#### [PROMPT 1]
In the climate justice article, what emissions reduction target does Climate Works for All set for NYC?
#### [PROMPT 2]
In the climate justice article, take the passage starting with "Everything affects everything." and going on through "makes everything worse.", and switch "exploitative" to "predatory".

#### [PAGE EXTRACT]
######

In the U.S., the links between climate, racial and economic justice have never been clearer. As Mark Bittman put it in this op-ed from last Saturday's New York Times,

The police killing unarmed civilians. Horrifying income inequality. Rotting infrastructure and an unsafe "safety net." An inability to respond to climate, public health and environmental threats. . . This in part explains why we're seeing spontaneous protests nationwide, protests that, in their scale, racial diversity, anger and largely nonviolent nature, are unusual if not unique. . . The root of the anger is inequality . . .

Everything affects everything. It's all tied together, and the starting place hardly matters: A just and righteous system will have a positive impact on everything we care about, just as an unjust, exploitative system makes everything worse.

Acting at the intersections of these issues presents the best opportunity we have to deepen links between our movements and build a broader and more powerful coalition for real justice and sustainability for people and the planet.

The rainbow of 400,000 people who united under the broad umbrella of "jobs, justice and clean energy" at the People’s Climate March in September saw these connections. They knew that, "to change everything, we need everybody."  And they didn’t stop there. In New York City on Tuesday, the coalition that organized the People’s Climate March announced Climate Works for All, a detailed policy platform and organizing plan for ambitious NYC emissions reductions (80 percent by 2050). The plan focuses on ramping up good clean energy jobs with justice for people who need them, especially in low-income and communities of color. The labor-environmental BlueGreen Alliance, co-founded by the Sierra Club and the United Steelworkers, is building similar coalitions in targeted states across the country as part of the implementation of the EPA's Clean Power Plan -- the key domestic policy element of our countries' contribution to global emissions reductions.

In other words, the people who marched in NYC in September know that the clean energy economy will only lift up vulnerable communities -- including workers and communities affected by the transition from fossil fuels to clean energy -- when we plan and carry out a strategy to foster healthier, more just communities by simultaneously building environmental, economic and racial justice. They also know our leaders won't do it by themselves, especially given the power of the fossil fuel industry.

Linking Our Local and Global Movements

Thus, as we build towards a global climate agreement in Paris in 2015, environmental activists should do our part by focusing our advocacy on solutions that foster healthier and more just communities. As the Sierra Club's Board recently recommended, we can do this at home by helping to ensure clean energy jobs are good jobs. And, we can do it by addressing the needs of workers and communities whose livelihoods are affected by the clean energy transition, low-income and communities of color hit hardest by climate disruption and fossil fuel pollution, and consumers disproportionately burdened by energy costs.

Globally, we can move in the right direction by beginning to address the unfair and unequal power relationships that drove the growth of the fossil fuel industry and fuelled the disparate impacts of climate disruption on poor and working class people.

To get a global climate agreement that works for the world’s people, we must ensure it is not rigged to protect the powerful few. Of course, all countries must compromise, but our compromises must reflect both how deeply the fossil fuel industry's growth is linked to historic inequalities, and how much our ability to avert catastrophic climate disruption depends on greater economic, racial and environmental justice.

######

#### [DATASET EXTRACT]
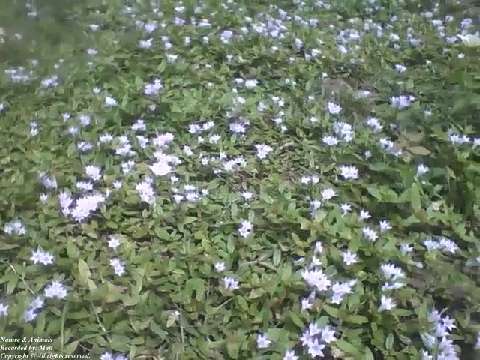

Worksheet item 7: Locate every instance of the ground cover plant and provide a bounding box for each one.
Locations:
[0,0,480,360]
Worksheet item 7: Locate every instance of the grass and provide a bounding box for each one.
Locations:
[0,0,480,360]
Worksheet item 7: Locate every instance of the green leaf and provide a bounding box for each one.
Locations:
[335,339,362,359]
[78,259,97,290]
[385,334,395,350]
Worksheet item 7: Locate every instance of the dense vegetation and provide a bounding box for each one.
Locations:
[0,0,480,360]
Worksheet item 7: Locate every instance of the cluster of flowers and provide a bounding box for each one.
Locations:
[421,309,460,360]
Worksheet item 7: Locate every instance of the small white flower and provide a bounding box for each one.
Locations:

######

#### [EXPECTED OUTPUT 1]
80 percent by 2050.

#### [EXPECTED OUTPUT 2]
Everything affects everything. It's all tied together, and the starting place hardly matters: A just and righteous system will have a positive impact on everything we care about, just as an unjust, predatory system makes everything worse.